_Work task_: Restate the records that follow word for word. Omit the images.

'''

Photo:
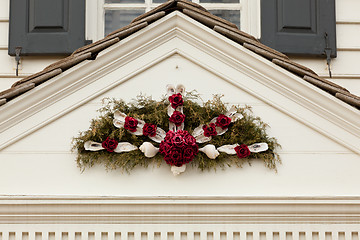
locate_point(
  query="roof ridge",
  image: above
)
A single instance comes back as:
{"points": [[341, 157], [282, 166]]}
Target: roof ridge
{"points": [[198, 13]]}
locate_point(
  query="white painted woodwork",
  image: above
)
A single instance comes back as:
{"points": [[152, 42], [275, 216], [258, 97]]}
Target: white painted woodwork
{"points": [[4, 29], [348, 29], [319, 134], [347, 11], [184, 231], [346, 36], [4, 9]]}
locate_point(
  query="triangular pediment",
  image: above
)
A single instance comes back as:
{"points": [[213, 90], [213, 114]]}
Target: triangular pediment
{"points": [[207, 61]]}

'''

_Exercise result_:
Photo:
locate_point(
  query="roof ridge",
  image: above
)
A single instance comes back as:
{"points": [[341, 157], [282, 166]]}
Target: roof ridge
{"points": [[198, 13]]}
locate_point(
  query="white painted woodwork",
  image: above
)
A single instance comes back as:
{"points": [[152, 42], [275, 216], [258, 97]]}
Target: white painted woodwork
{"points": [[4, 29], [348, 29], [319, 134], [347, 11], [184, 231], [346, 36], [4, 9]]}
locate_point(
  query="triangular pediment",
  image: above
)
A single instance comes back as:
{"points": [[213, 90], [213, 114]]}
Target: triangular pediment
{"points": [[207, 61]]}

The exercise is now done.